JOB A
According to the text on random processes, what is the probability of getting exactly one head in five coin flips?

TEXT SECTION

%%

Random Processes¶
To read more about random processes, view the textbook chapter on randomness.
# Importing packages!
import numpy as np
import matplotlib.pyplot as plt
Introduction to Probability with Coin Flipping¶
To understand random processes, it's first important to learn and understand the basics of probability. Let's examine probability in terms of coin flips.
A coin has two sides: heads and tails. If you have an average coin with no defects, then there is equal probability to flip the coin and land on either heads or tails. So, for one coin flip, the probability of landing on heads, $P(H)$, is $0.5$, while the probability of landing on tails, $P(T)$, is $0.5$.
To determine the probability of flipping five consecutive heads, we can multiple the probability of landing on heads five times. Therefore, the probability of five consecutive heads is
$$P(H) \cdot P(H) \cdot P(H) \cdot P(H) \cdot P(H) = \frac{1}{32}$$
This is same as probability of zero heads in five flips
$$P(T) \cdot P(T) \cdot P(T) \cdot P(T) \cdot P(T) = \frac{1}{32}$$
# The probability of only heads in five flips
(1/2)*(1/2)*(1/2)*(1/2)*(1/2)
0.03125
What is the probability of having one head in five flips?
If we flip a coin five times, then that single head flip could be the first, second, etc. flip out of the five. So, when calculating the probability, we sum the probabilities of those five scenarios.
Therefore, the probability of exactly one head in five flips is
$$P(H) \cdot P(T) \cdot P(T) \cdot P(T) \cdot P(T)\ +$$
$$P(T) \cdot P(H) \cdot P(T) \cdot P(T) \cdot P(T)\ +$$
$$P(T) \cdot P(T) \cdot P(H) \cdot P(T) \cdot P(T)\ +$$
$$P(T) \cdot P(T) \cdot P(T) \cdot P(H) \cdot P(T)\ +$$
$$P(T) \cdot P(T) \cdot P(T) \cdot P(T) \cdot P(H)\ +$$
$$= \frac{5}{32}$$
# The probablity of only one head in five flips
((1/2)*(1/2)*(1/2)*(1/2)*(1/2)) * 5
0.15625
The probability of exactly two or more heads in five flips can be calculated by subtracting the probability of getting zero heads and the probability of getting exactly one head from the value one. Therefore, the probability of two or more heads in five flips is
$$1 - P(zero\ heads) - P(one\ head) = \frac{26}{32}$$
# The probability of two or more heads in five flips
1 - (1/32) - (5/32)
0.8125
Simulating Coin Flipping¶
Now that we understand basic probability concepts, especially when it comes to coin flipping, we can simulate the random processes of coin flipping using Python.
Within the numpy library, there is the function choice()in the random module. np.random.choice() allows us to simulate a random choice from a seqeunce of values.
# Flips a coin once
one_flip = np.random.choice(['heads','tails'])
# Flips a coin 5 times
five_flips = np.random.choice(['heads','tails'], 5)

%%

JOB B
Copy every line of the records that contains the string "pelican". Matching is case-sensitive.

Records for identifying positions
%%

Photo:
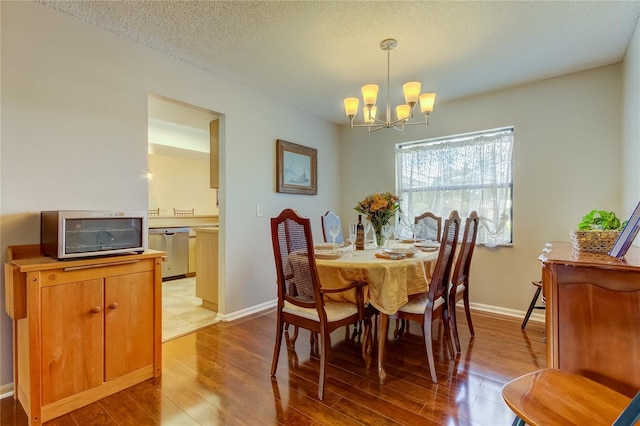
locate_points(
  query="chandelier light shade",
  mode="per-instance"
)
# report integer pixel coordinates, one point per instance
(404, 112)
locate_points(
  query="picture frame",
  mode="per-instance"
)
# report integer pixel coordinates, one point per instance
(297, 168)
(628, 234)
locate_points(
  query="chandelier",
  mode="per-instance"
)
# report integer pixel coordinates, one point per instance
(404, 113)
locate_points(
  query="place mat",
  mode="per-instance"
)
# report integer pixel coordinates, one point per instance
(427, 244)
(421, 248)
(411, 240)
(328, 255)
(391, 256)
(401, 251)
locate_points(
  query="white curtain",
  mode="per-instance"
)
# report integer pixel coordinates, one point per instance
(464, 173)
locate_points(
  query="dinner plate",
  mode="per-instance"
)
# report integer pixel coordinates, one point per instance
(329, 246)
(411, 240)
(327, 254)
(427, 244)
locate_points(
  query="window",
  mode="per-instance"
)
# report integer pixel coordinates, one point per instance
(463, 172)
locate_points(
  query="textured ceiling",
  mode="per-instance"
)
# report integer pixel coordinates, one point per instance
(312, 54)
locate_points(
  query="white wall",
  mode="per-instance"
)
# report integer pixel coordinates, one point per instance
(74, 136)
(567, 159)
(181, 183)
(631, 125)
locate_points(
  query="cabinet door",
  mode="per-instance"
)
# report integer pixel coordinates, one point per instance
(128, 323)
(72, 338)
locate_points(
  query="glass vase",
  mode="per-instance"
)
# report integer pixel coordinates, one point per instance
(378, 238)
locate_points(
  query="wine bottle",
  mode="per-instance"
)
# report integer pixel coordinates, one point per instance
(360, 234)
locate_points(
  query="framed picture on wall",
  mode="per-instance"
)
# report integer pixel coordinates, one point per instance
(297, 168)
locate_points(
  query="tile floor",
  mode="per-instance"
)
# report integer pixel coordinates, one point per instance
(182, 311)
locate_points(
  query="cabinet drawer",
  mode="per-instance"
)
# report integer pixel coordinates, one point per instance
(88, 272)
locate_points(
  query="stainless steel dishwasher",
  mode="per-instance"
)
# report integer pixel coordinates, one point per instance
(174, 241)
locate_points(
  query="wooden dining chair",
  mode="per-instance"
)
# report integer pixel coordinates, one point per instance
(426, 307)
(459, 288)
(431, 226)
(183, 212)
(557, 397)
(329, 219)
(301, 300)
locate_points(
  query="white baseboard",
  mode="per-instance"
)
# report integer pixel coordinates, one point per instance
(535, 316)
(6, 390)
(515, 313)
(249, 311)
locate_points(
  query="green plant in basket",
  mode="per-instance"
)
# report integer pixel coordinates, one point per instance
(597, 231)
(600, 220)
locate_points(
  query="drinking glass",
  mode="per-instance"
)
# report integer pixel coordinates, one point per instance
(387, 230)
(415, 228)
(353, 233)
(367, 228)
(334, 231)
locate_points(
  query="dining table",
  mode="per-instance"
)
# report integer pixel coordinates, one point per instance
(390, 280)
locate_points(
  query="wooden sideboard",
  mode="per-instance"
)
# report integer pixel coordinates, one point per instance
(593, 315)
(83, 329)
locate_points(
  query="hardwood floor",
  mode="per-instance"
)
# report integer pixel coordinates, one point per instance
(220, 376)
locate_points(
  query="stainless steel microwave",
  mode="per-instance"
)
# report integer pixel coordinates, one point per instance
(70, 234)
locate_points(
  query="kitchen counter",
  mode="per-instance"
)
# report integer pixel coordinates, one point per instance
(180, 221)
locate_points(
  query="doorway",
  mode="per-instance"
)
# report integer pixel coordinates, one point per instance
(179, 175)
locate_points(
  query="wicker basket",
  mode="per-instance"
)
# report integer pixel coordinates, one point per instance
(593, 241)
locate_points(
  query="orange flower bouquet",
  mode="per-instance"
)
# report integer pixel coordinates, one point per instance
(379, 208)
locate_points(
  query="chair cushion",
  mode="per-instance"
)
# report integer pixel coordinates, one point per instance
(418, 304)
(336, 311)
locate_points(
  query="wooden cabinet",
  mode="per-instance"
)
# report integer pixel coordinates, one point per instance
(192, 252)
(593, 315)
(207, 276)
(92, 328)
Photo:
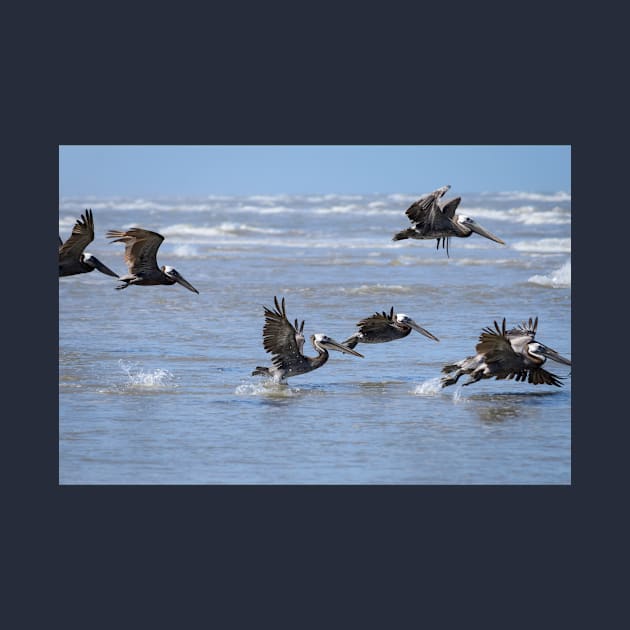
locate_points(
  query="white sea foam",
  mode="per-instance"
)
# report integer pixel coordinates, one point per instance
(186, 251)
(544, 245)
(371, 289)
(138, 378)
(527, 215)
(518, 195)
(560, 278)
(223, 229)
(428, 388)
(266, 387)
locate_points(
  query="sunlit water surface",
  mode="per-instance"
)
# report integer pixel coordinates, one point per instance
(155, 383)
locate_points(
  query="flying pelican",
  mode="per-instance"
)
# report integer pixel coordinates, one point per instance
(140, 255)
(382, 327)
(429, 220)
(502, 353)
(285, 341)
(72, 258)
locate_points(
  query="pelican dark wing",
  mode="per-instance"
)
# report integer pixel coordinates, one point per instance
(82, 235)
(285, 342)
(495, 345)
(507, 354)
(377, 323)
(419, 210)
(73, 259)
(282, 339)
(140, 249)
(448, 209)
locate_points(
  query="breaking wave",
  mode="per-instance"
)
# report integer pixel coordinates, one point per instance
(560, 278)
(372, 289)
(139, 379)
(544, 245)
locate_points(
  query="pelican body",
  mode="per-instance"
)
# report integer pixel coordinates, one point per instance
(383, 327)
(72, 257)
(141, 258)
(285, 341)
(507, 354)
(429, 221)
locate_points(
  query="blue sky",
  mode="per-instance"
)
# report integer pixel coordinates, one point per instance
(188, 171)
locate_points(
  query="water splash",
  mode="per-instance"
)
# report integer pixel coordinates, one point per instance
(266, 387)
(560, 278)
(158, 378)
(428, 388)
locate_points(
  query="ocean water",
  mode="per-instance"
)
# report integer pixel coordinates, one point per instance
(155, 383)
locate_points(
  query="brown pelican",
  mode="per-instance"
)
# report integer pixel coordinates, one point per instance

%%

RESPONSE A
The probability is 5/32 (0.15625).

RESPONSE B
  query="flying pelican",
  query="pelican dark wing",
  query="pelican body",
  query="brown pelican",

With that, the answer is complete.